BEGIN Supplied data
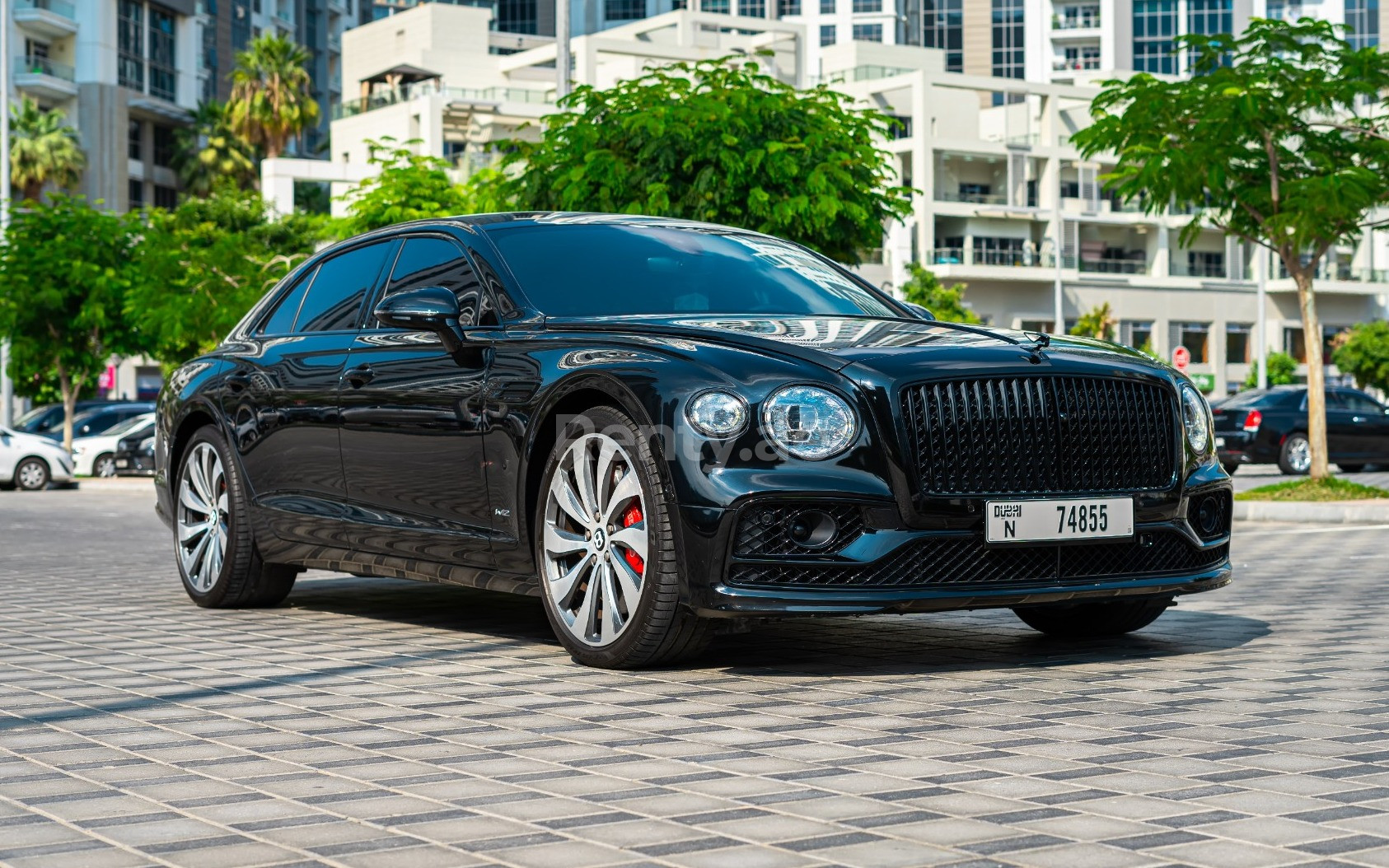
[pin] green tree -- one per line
(1097, 323)
(271, 99)
(1277, 139)
(1283, 371)
(924, 287)
(1363, 353)
(42, 149)
(208, 263)
(717, 141)
(413, 186)
(64, 311)
(208, 152)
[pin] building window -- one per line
(1154, 26)
(624, 10)
(163, 145)
(129, 44)
(942, 26)
(1363, 20)
(1196, 338)
(1237, 343)
(1008, 56)
(1138, 334)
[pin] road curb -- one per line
(1345, 511)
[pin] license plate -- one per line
(1032, 521)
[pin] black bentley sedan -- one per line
(668, 429)
(1270, 427)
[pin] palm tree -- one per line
(42, 149)
(208, 153)
(271, 93)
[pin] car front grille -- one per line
(963, 562)
(1032, 435)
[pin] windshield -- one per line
(606, 270)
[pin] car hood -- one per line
(897, 349)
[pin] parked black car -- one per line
(133, 455)
(667, 428)
(1270, 427)
(101, 418)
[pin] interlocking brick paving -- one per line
(382, 722)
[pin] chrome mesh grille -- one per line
(1032, 435)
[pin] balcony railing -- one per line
(42, 66)
(980, 198)
(57, 7)
(1113, 265)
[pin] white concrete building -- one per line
(1008, 206)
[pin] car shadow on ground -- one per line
(878, 645)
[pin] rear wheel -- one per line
(1295, 457)
(1087, 619)
(605, 544)
(216, 548)
(32, 475)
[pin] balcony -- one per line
(50, 18)
(44, 78)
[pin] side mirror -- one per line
(428, 309)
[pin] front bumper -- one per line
(741, 566)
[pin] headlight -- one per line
(717, 414)
(809, 422)
(1196, 420)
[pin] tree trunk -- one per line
(1316, 374)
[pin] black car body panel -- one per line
(1251, 427)
(376, 451)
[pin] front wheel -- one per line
(605, 546)
(216, 548)
(1089, 619)
(1295, 457)
(32, 475)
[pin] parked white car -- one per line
(30, 463)
(95, 455)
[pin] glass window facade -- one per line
(1363, 20)
(1154, 26)
(942, 26)
(1008, 56)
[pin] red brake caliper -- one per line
(634, 560)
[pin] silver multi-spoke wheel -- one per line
(202, 517)
(595, 548)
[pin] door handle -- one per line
(360, 376)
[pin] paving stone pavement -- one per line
(380, 722)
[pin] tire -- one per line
(1091, 619)
(1295, 455)
(588, 576)
(213, 539)
(32, 474)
END Supplied data
Exercise goal: Reproduce each entry word for word and cut the images.

Result:
[pin] green tree -- one per line
(1097, 323)
(271, 99)
(1277, 139)
(1283, 371)
(924, 287)
(1363, 353)
(42, 149)
(208, 263)
(717, 141)
(413, 186)
(64, 311)
(208, 152)
[pin] building window -- one per line
(1154, 26)
(624, 10)
(163, 145)
(129, 44)
(942, 26)
(1363, 20)
(1196, 338)
(1237, 343)
(1008, 56)
(1138, 334)
[pin] road curb -- one per line
(1345, 511)
[pin] license plate -- one per line
(1032, 521)
[pin] black bentley sedan -- one per line
(668, 429)
(1270, 427)
[pin] palm tree -- one per line
(42, 149)
(208, 153)
(271, 93)
[pin] car front grille -- one per line
(963, 562)
(1032, 435)
[pin] windshield -- one per line
(606, 270)
[pin] car hood -- one per line
(897, 349)
[pin] parked black car -- one per line
(133, 455)
(667, 428)
(1270, 427)
(101, 418)
[pin] interlocking brick paving -- one per line
(382, 722)
[pin] chrome mesh grille -- one per line
(1032, 435)
[pin] balcony railing -- one per line
(42, 66)
(980, 198)
(57, 7)
(1113, 265)
[pin] white concrete building -- one per line
(1008, 206)
[pin] car shadow on ground -- one per line
(878, 645)
[pin] rear wheel -- one per line
(1295, 457)
(1087, 619)
(605, 544)
(216, 548)
(32, 475)
[pin] balcony -- one per line
(50, 18)
(44, 78)
[pin] side mirror -- one per line
(428, 309)
[pin] front bumper -- one per line
(741, 566)
[pin] headlight -- one per line
(717, 414)
(809, 422)
(1196, 420)
[pin] tree trunk -- one per line
(1316, 374)
[pin] black car body panel -- one per line
(1251, 427)
(376, 451)
[pin] front wheel -- one per line
(605, 546)
(216, 548)
(1089, 619)
(1295, 457)
(32, 475)
[pin] parked white car -- one per line
(30, 463)
(95, 455)
[pin] glass window facade -- one per line
(1363, 20)
(1154, 26)
(942, 26)
(1008, 56)
[pin] red brake caliper -- one per line
(634, 560)
[pin] silver multi-spoke wheel -- one per line
(202, 517)
(595, 548)
[pin] door handle -- one per line
(360, 376)
[pin] paving stone pavement -- one per line
(380, 722)
[pin] tire -- one per line
(1091, 619)
(1295, 455)
(588, 576)
(213, 539)
(32, 474)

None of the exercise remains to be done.